[begin EXCERPTED RECORDS]

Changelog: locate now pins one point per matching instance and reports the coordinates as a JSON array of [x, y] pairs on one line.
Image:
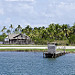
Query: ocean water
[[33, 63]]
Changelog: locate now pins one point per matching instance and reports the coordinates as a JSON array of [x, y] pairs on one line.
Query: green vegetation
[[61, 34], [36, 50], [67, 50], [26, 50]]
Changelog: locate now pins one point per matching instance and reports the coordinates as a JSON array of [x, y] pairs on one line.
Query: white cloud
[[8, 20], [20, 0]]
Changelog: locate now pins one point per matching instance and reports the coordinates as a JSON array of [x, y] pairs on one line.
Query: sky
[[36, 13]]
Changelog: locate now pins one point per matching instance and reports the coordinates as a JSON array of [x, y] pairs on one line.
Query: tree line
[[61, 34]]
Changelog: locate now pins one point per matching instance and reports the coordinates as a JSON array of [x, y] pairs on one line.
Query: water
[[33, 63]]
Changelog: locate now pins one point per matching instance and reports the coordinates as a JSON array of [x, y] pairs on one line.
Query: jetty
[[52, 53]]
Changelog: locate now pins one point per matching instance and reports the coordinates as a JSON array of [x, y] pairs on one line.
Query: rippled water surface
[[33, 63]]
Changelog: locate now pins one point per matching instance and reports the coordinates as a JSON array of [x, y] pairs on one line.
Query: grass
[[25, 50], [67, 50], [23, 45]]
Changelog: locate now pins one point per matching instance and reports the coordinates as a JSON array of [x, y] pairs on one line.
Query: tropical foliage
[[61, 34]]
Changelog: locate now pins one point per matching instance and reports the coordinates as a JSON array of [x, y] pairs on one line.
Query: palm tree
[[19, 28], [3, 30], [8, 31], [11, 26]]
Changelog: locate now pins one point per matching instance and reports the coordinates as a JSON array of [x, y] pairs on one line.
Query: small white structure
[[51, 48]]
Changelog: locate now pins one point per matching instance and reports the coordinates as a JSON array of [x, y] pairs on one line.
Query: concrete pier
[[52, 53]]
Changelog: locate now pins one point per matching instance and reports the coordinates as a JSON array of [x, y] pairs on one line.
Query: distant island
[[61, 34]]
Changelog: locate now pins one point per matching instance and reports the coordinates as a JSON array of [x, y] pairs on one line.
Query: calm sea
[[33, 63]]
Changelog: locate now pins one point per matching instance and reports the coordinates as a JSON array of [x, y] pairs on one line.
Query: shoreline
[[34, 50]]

[end EXCERPTED RECORDS]

EXERCISE OBJECTIVE →
Can you reproduce the material above with each "Query" changed to "Target" and everything else left as it is? Omit the pictures from your answer.

RIGHT ANSWER →
Changelog: locate now pins one point per matching instance and reports the coordinates as a JSON array of [x, y] pairs on one line.
Image:
Target: ocean water
[[33, 63]]
Changelog: locate now pins one point per matching instance and reports the coordinates as a JSON array of [x, y] pairs on one line.
Target: green vegetation
[[61, 34], [36, 50], [67, 50], [26, 50]]
Changelog: locate now pins one point per matching instance and reports the coordinates as a JSON array of [x, y] pairs on one line.
Target: white cloud
[[8, 20], [20, 0]]
Changelog: locate now pins one point per matching instance and reports the coordinates as a JSON array of [x, y] pairs on one line.
Target: sky
[[36, 13]]
Changelog: locate now pins one point per matching instance and reports the coordinates as a JSON array of [x, y] pairs on one line.
Target: tree line
[[61, 34]]
Changelog: locate now pins one point per matching instance and reports the coordinates as a JSON array of [x, y] pairs on one line.
Target: water
[[33, 63]]
Changelog: locate now pins one point per matching instance and reports the coordinates as a JSON array of [x, y] pairs on one line.
Target: jetty
[[52, 53]]
Changelog: locate now pins one point per matching instance and reports the coordinates as a JSON array of [x, y] pairs on one line.
Target: rippled water surface
[[33, 63]]
Changelog: locate now pins one point per matching instance and reports the coordinates as a JSON array of [x, y] pairs on one line.
Target: grass
[[25, 50], [67, 50], [23, 45]]
Changelog: locate now pins one point per matching instance and reports the coordinates as a JSON array of [x, y] pairs on one line.
Target: tropical foliage
[[61, 34]]
Changelog: locate now pins one point per matching instance and reports the coordinates as a JSON array of [x, y] pairs on one line.
Target: palm tree
[[19, 28], [3, 30], [8, 31], [11, 26]]
Changelog: locate now pins one point per matching instance and reports the coordinates as a JSON array of [x, y] pairs on one line.
Target: small white structure
[[51, 48]]
Changelog: locate now pins one point per matching instance and reports the coordinates as a JSON array of [x, y] pairs on one line.
Target: concrete pier
[[52, 53]]
Changelog: locate now pins one point per matching instance and reports the coordinates as a JSON array of [x, y] pairs on one line.
Target: distant island
[[61, 34]]
Changelog: locate now pins one point per matching instance and reports the coordinates as a JSON array of [x, y] pairs on one line.
Target: calm sea
[[33, 63]]
Changelog: locate now pins one point per matching instance and reports the coordinates as a JSON array of [x, y] pairs on one line.
Target: shoreline
[[34, 50]]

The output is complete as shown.